──────── Data under study

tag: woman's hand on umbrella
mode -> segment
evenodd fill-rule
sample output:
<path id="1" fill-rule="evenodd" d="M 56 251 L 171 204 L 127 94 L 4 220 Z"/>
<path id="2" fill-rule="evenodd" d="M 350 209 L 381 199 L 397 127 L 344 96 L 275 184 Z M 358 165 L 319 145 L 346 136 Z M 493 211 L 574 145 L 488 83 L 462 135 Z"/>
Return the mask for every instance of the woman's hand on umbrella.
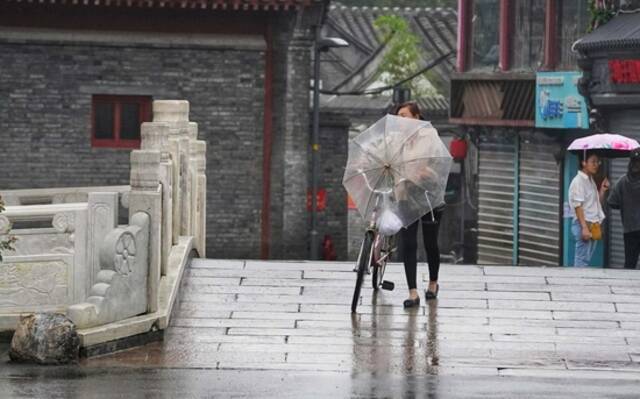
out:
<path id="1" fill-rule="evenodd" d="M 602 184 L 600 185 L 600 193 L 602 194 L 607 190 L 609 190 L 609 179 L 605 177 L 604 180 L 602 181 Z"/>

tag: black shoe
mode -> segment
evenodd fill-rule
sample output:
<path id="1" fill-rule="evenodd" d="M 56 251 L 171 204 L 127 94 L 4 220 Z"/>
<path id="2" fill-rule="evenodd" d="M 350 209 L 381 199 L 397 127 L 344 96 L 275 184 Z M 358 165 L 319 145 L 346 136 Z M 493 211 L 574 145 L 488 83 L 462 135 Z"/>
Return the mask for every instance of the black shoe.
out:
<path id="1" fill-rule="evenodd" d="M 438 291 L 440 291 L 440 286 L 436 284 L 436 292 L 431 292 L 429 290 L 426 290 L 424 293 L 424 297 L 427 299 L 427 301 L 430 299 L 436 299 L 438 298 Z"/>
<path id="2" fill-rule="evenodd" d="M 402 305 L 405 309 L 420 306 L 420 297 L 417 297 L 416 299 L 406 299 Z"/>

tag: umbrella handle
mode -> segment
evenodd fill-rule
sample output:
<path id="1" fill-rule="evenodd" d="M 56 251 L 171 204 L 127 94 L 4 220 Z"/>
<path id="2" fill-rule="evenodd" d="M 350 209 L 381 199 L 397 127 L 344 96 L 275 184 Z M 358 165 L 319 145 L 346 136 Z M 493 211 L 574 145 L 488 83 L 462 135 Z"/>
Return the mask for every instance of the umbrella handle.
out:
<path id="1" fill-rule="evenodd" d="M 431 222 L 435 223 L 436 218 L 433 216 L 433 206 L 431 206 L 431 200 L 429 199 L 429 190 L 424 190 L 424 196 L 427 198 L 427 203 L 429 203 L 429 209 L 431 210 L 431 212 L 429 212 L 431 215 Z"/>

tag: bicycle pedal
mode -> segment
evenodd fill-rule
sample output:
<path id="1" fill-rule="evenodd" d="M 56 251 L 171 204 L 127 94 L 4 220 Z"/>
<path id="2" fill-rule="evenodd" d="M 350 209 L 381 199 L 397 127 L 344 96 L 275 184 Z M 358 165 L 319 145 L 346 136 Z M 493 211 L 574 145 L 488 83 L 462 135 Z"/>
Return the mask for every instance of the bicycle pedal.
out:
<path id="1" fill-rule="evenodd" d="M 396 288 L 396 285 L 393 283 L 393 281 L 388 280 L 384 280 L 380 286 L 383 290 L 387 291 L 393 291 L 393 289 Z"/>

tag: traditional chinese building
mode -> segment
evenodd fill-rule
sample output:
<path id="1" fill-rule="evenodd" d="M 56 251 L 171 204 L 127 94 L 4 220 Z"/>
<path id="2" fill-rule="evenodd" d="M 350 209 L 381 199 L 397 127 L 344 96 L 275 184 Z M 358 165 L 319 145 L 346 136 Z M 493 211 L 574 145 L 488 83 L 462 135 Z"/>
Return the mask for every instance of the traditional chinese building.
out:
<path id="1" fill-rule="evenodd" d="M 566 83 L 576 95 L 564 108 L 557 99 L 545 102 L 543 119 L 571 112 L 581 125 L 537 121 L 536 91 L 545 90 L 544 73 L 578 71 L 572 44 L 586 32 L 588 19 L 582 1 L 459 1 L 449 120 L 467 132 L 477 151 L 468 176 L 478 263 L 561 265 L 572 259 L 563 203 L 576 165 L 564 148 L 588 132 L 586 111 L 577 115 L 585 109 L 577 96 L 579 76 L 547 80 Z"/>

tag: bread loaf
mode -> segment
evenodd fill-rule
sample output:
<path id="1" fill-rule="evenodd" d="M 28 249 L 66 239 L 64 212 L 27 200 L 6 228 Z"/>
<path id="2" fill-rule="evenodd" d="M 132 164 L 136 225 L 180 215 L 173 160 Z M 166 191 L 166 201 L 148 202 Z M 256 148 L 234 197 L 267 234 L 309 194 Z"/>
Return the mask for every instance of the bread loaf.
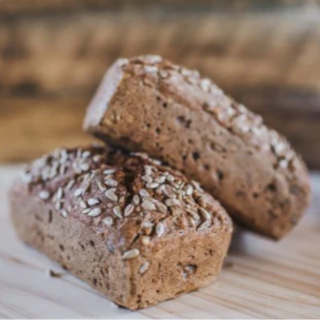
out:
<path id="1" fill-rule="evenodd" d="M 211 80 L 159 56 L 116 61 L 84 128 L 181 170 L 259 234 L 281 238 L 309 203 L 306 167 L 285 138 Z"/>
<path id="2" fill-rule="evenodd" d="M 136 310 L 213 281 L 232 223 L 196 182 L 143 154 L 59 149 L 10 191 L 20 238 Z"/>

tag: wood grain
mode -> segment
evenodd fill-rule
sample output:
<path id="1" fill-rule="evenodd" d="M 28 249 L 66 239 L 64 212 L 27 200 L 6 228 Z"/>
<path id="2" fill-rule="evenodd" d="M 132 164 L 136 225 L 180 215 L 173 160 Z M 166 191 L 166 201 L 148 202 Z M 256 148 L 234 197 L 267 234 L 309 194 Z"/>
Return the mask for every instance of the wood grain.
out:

────────────────

#### About this exercise
Transcribe the records above exactly as they appear, leaving out any pictures.

#### Output of the exercise
tag: woman's hand on umbrella
mode -> segment
evenodd fill-rule
sample output:
<path id="1" fill-rule="evenodd" d="M 56 251 L 171 204 L 127 94 L 4 220 Z"/>
<path id="2" fill-rule="evenodd" d="M 350 209 L 381 199 L 397 127 L 344 96 L 275 184 Z M 358 165 L 319 145 L 346 136 Z M 493 211 L 574 145 L 488 83 L 462 135 Z"/>
Return the mask for every instance of the woman's hand on umbrella.
out:
<path id="1" fill-rule="evenodd" d="M 602 184 L 600 185 L 600 193 L 602 194 L 607 190 L 609 190 L 609 179 L 605 177 L 604 180 L 602 181 Z"/>

tag: black shoe
mode -> segment
evenodd fill-rule
sample output:
<path id="1" fill-rule="evenodd" d="M 56 251 L 171 204 L 127 94 L 4 220 Z"/>
<path id="2" fill-rule="evenodd" d="M 350 209 L 381 199 L 397 127 L 344 96 L 275 184 Z M 358 165 L 319 145 L 346 136 Z M 493 211 L 574 145 L 488 83 L 462 135 Z"/>
Return the mask for every instance of the black shoe.
out:
<path id="1" fill-rule="evenodd" d="M 438 291 L 440 291 L 440 286 L 436 284 L 436 292 L 431 292 L 429 290 L 426 290 L 424 293 L 424 297 L 427 299 L 427 301 L 430 299 L 436 299 L 438 298 Z"/>
<path id="2" fill-rule="evenodd" d="M 402 305 L 405 309 L 420 306 L 420 297 L 417 297 L 416 299 L 406 299 Z"/>

tag: umbrella handle
mode -> segment
evenodd fill-rule
sample output:
<path id="1" fill-rule="evenodd" d="M 56 251 L 171 204 L 127 94 L 4 220 Z"/>
<path id="2" fill-rule="evenodd" d="M 350 209 L 381 199 L 397 127 L 344 96 L 275 184 Z M 358 165 L 319 145 L 346 136 Z M 493 211 L 574 145 L 488 83 L 462 135 Z"/>
Return the mask for every instance of the umbrella handle.
out:
<path id="1" fill-rule="evenodd" d="M 431 222 L 435 223 L 436 218 L 433 216 L 433 206 L 431 206 L 431 200 L 429 199 L 429 190 L 424 190 L 424 196 L 427 198 L 427 203 L 429 203 L 429 209 L 431 210 L 431 212 L 429 212 L 431 215 Z"/>

tag: bicycle pedal
mode -> segment
evenodd fill-rule
sample output:
<path id="1" fill-rule="evenodd" d="M 56 251 L 171 204 L 127 94 L 4 220 Z"/>
<path id="2" fill-rule="evenodd" d="M 350 209 L 381 199 L 397 127 L 344 96 L 275 184 Z M 358 165 L 319 145 L 346 136 Z M 493 211 L 574 145 L 488 83 L 462 135 Z"/>
Return the mask for every instance of the bicycle pedal.
out:
<path id="1" fill-rule="evenodd" d="M 396 288 L 396 285 L 393 283 L 393 281 L 388 280 L 384 280 L 380 286 L 383 290 L 387 291 L 393 291 L 393 289 Z"/>

tag: traditional chinese building
mode -> segment
evenodd fill-rule
sample output:
<path id="1" fill-rule="evenodd" d="M 56 251 L 171 204 L 127 94 L 4 220 Z"/>
<path id="2" fill-rule="evenodd" d="M 350 209 L 381 199 L 397 127 L 344 96 L 275 184 Z M 358 165 L 319 145 L 346 136 Z M 493 211 L 574 145 L 488 83 L 462 135 Z"/>
Return the mask for every instance of the traditional chinese building.
out:
<path id="1" fill-rule="evenodd" d="M 566 83 L 576 95 L 564 108 L 557 99 L 545 102 L 543 119 L 571 112 L 581 125 L 537 121 L 536 91 L 545 90 L 544 73 L 578 71 L 572 44 L 586 32 L 588 19 L 582 1 L 459 1 L 449 120 L 467 132 L 477 151 L 468 176 L 478 263 L 561 265 L 572 259 L 563 203 L 576 165 L 564 148 L 588 132 L 586 111 L 577 115 L 585 109 L 577 96 L 579 76 L 547 80 Z"/>

tag: bread loaf
mode -> segment
evenodd fill-rule
sample output:
<path id="1" fill-rule="evenodd" d="M 28 249 L 66 239 L 64 212 L 27 200 L 6 228 Z"/>
<path id="2" fill-rule="evenodd" d="M 132 164 L 136 225 L 180 215 L 173 160 Z M 166 191 L 166 201 L 148 202 Z M 256 148 L 234 197 L 267 234 L 309 194 Z"/>
Return the mask for every instance of the bread loaf.
out:
<path id="1" fill-rule="evenodd" d="M 211 80 L 159 56 L 116 61 L 84 128 L 181 170 L 259 234 L 281 238 L 309 203 L 306 167 L 285 138 Z"/>
<path id="2" fill-rule="evenodd" d="M 136 310 L 213 281 L 232 223 L 196 182 L 143 154 L 59 149 L 10 191 L 20 238 Z"/>

tag: wood grain
mode -> segment
evenodd fill-rule
sample output:
<path id="1" fill-rule="evenodd" d="M 28 249 L 66 239 L 64 212 L 27 200 L 6 228 Z"/>
<path id="2" fill-rule="evenodd" d="M 132 164 L 136 225 L 180 215 L 173 160 Z M 166 191 L 166 201 L 148 202 Z M 256 148 L 234 197 L 267 234 L 309 194 Z"/>
Return the mask for every instance of the wood grain.
out:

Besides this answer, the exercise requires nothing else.